**Texto extraído:**

↓

Al abrazarse a la transición pactada de los ’80 dieron la espalda a una tradición democrática alternativa ligada al movimiento de masas, que se despliega justamente en aquellos años ’70. Que irrumpe en el Cordobazo y los diferente “azos” de finales de los ’60 y principios de los ’70, y que se despliega en las Coordinadoras Interfabriles y en la huelga general del ‘75 contra el gobierno peronista [5]. Aquellas coordinadoras dejaron planteado en germen un principio alternativo de otra tipo articulación democrática, una democracia de otra clase, –y que por eso fueron cortadas de cuajo por la dictadura militar y previamente su vanguardia atacada sistemáticamente por las 3A creadas por Perón–, que la tradición intelectual progre mayoritaria prefirió siempre ignorar. La misma que tendió a resurgir en cada proceso revolucionario y que Marx vio por primera vez en aquella Comuna de Paris de la que pronto se cumplirán 150 años.

↑

**Extractos de entradas:**

↓

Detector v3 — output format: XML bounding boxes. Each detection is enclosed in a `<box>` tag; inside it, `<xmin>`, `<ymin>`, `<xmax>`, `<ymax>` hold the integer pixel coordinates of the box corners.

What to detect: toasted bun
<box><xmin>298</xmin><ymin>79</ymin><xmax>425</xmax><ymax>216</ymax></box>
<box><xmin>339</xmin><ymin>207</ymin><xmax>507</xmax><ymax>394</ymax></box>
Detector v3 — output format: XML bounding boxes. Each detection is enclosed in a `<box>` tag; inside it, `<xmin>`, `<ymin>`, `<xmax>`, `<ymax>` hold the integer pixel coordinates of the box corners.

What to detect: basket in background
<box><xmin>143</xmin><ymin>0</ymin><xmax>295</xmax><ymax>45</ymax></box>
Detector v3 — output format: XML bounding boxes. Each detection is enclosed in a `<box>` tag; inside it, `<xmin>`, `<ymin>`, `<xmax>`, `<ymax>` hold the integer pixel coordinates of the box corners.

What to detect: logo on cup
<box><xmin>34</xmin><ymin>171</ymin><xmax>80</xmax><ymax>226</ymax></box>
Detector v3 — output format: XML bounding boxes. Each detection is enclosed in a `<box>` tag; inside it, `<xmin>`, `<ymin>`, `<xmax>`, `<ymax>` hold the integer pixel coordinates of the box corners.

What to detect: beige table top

↑

**Enunciado:**
Determine si cada afirmación concuerda con el texto extraído y responda sí o no, citando literalmente las palabras del texto que lo deciden.
1. La huelga general del ’75 se dirigió contra el gobierno peronista.
2. Las 3A fueron creadas por la dictadura militar.
3. La tradición intelectual progre mayoritaria siempre prestó atención al principio alternativo de las coordinadoras.
Las entradas no desempeñan ningún papel en este ejercicio.

**Solución:**
1. Sí: «en la huelga general del ‘75 contra el gobierno peronista».
2. No: «atacada sistemáticamente por las 3A creadas por Perón».
3. No: «que la tradición intelectual progre mayoritaria prefirió siempre ignorar».